Extracted records:
+-------+

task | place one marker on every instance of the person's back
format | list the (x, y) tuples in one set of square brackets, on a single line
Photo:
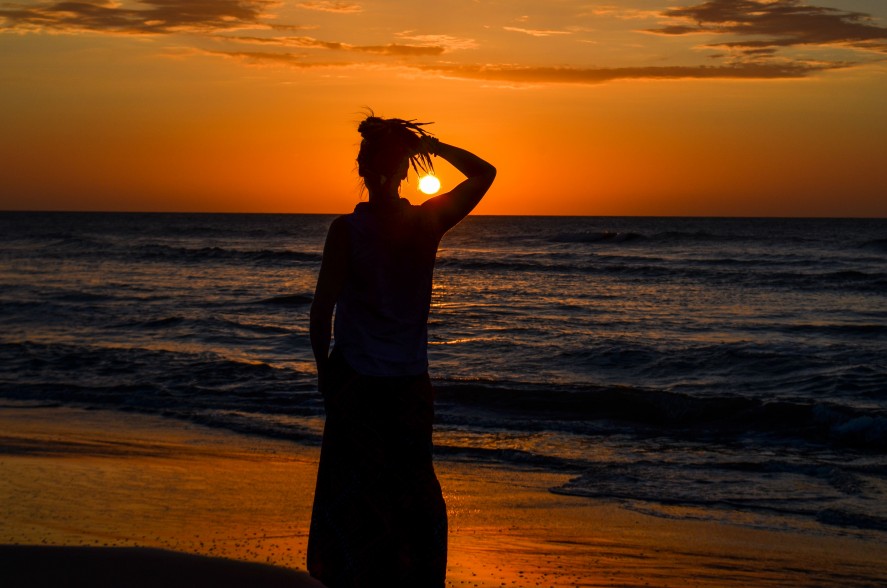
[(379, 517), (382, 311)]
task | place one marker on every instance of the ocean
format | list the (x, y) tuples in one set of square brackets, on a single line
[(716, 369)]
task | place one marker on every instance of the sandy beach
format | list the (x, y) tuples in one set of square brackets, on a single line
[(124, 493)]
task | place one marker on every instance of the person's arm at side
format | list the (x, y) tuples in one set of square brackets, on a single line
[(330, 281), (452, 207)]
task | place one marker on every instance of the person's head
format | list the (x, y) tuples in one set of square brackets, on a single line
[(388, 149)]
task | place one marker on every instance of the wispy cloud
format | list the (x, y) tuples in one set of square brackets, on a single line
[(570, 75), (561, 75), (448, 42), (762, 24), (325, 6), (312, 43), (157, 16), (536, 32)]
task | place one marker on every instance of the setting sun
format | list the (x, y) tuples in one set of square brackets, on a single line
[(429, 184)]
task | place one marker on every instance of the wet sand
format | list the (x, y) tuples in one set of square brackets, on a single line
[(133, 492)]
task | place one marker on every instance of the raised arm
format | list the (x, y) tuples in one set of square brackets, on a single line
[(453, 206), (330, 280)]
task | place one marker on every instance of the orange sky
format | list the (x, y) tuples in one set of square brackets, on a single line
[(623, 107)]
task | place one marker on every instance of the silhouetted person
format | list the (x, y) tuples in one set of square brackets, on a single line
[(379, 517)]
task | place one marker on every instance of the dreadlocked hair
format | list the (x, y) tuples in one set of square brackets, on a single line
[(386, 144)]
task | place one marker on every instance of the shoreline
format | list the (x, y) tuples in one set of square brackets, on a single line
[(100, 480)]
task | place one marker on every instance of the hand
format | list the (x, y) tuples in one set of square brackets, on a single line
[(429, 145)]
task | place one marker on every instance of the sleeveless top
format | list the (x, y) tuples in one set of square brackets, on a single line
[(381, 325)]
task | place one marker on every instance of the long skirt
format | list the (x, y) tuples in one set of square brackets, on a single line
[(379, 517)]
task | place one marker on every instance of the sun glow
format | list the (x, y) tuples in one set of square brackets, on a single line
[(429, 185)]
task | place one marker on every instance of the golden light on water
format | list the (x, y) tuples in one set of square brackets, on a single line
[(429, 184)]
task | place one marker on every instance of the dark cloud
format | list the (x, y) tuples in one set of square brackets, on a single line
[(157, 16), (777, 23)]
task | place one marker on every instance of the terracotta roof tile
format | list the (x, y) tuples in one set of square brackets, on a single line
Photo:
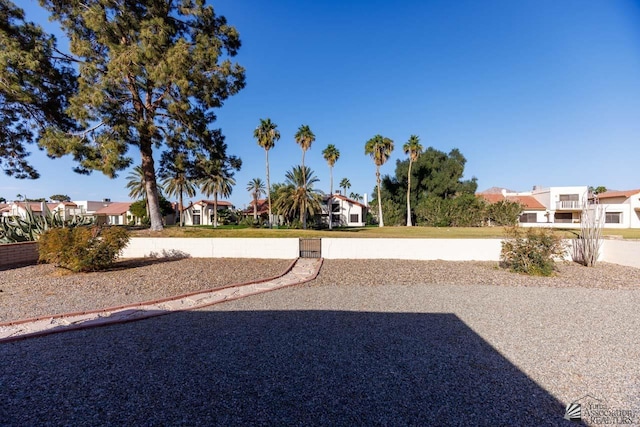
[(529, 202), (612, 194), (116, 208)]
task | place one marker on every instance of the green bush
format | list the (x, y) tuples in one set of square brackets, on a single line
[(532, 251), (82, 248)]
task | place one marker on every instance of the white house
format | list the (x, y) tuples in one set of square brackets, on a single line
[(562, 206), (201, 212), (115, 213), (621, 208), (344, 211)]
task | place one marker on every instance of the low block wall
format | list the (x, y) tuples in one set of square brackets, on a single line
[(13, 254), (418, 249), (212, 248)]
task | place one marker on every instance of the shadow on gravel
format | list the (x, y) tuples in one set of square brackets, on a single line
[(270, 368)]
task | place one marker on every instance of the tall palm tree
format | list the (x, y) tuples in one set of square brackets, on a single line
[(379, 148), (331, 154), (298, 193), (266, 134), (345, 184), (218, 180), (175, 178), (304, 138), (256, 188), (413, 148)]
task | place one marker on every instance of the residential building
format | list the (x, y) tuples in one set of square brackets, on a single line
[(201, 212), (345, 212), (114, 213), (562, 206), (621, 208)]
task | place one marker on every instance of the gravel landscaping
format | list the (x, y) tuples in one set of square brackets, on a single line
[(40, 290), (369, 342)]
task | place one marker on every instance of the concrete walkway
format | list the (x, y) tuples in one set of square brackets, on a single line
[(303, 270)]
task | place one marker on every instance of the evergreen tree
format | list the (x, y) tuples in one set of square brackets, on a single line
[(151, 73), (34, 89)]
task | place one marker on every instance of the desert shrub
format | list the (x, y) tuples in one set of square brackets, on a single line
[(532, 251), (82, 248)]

+-------+

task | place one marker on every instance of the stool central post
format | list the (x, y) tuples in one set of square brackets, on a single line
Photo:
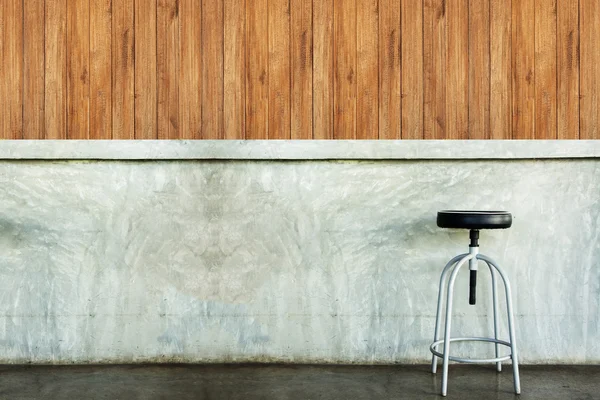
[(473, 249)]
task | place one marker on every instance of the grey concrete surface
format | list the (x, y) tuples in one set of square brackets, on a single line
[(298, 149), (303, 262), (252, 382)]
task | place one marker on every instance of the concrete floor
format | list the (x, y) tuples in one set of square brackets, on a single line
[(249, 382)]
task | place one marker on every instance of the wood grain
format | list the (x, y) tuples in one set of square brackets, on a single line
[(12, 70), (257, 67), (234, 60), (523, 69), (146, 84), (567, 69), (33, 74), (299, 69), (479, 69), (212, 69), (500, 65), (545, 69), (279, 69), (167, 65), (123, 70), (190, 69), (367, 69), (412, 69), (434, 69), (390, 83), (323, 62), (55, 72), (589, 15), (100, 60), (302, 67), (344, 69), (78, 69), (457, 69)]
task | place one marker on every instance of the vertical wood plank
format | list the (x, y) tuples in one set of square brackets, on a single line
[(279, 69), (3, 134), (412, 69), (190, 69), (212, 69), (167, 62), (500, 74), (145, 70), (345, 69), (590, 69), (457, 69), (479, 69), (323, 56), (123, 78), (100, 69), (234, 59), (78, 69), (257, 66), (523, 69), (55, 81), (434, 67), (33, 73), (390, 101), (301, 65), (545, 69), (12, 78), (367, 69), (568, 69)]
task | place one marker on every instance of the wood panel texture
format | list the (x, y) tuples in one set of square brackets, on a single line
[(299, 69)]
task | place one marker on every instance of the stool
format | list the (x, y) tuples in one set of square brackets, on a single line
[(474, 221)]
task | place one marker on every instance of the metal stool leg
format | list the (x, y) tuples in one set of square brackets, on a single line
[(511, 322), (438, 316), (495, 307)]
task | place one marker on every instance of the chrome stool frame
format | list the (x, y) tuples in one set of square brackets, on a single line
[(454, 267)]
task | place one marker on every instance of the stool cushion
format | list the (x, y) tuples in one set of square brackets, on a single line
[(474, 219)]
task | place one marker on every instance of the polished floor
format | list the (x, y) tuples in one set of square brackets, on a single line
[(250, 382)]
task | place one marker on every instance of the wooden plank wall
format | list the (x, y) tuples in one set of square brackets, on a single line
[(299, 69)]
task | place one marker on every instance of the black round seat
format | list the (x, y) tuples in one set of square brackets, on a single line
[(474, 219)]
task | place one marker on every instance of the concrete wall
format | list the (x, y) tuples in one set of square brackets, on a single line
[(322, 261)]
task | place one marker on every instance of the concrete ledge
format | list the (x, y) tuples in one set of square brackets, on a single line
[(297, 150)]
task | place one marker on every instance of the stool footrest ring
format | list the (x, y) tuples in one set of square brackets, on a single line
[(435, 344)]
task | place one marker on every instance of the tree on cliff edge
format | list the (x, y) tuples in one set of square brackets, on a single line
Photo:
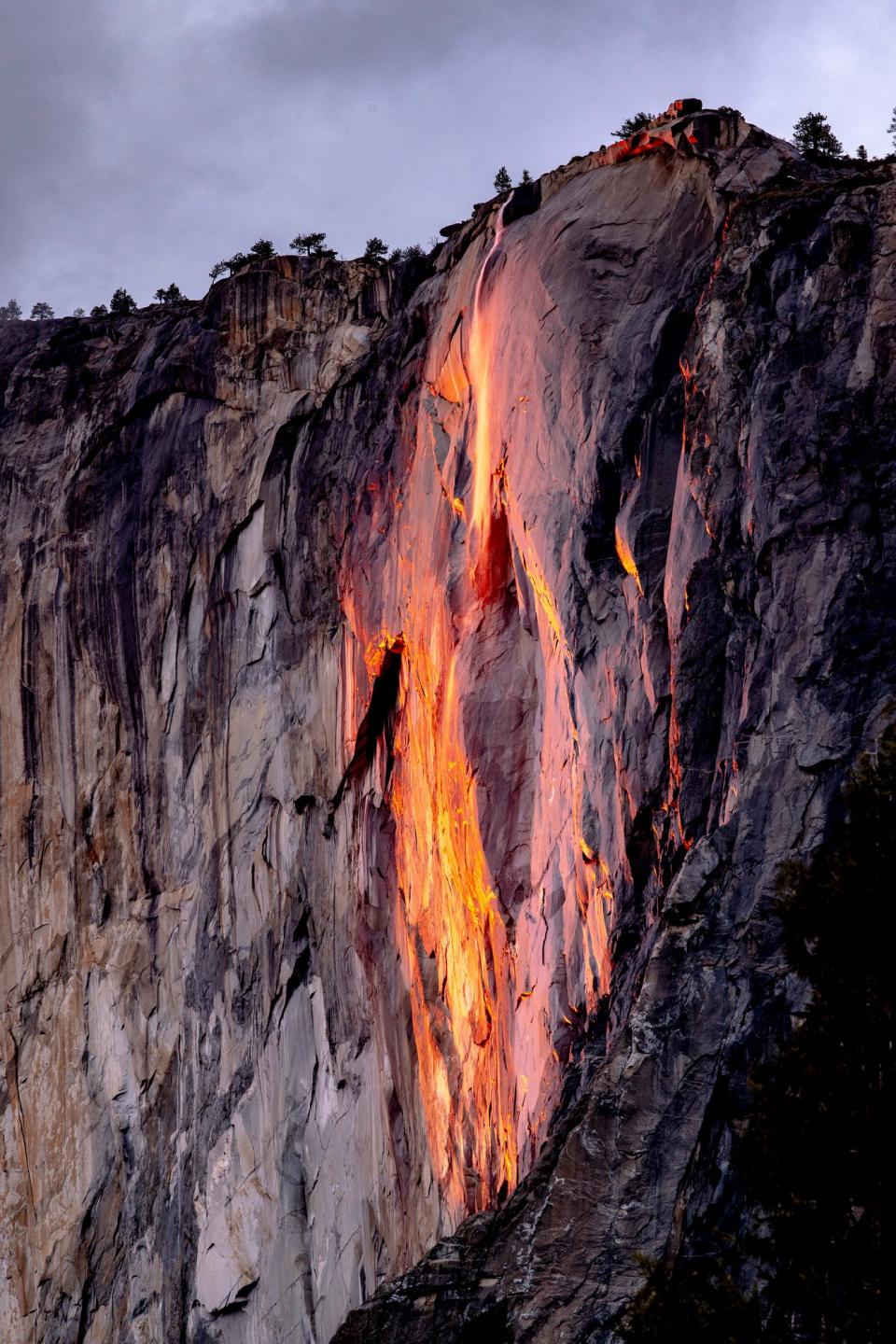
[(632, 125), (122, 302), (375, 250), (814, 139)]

+-------+

Write out everything from "task | place one marker on every instance of the wet" down to "[(133, 492)]" again, swapping "wet sand" for "damp sand" and leaving all else unchanged.

task | place one marker on every instance of the damp sand
format | list the (x, y) tuples in one set of square brackets, on a single line
[(133, 492)]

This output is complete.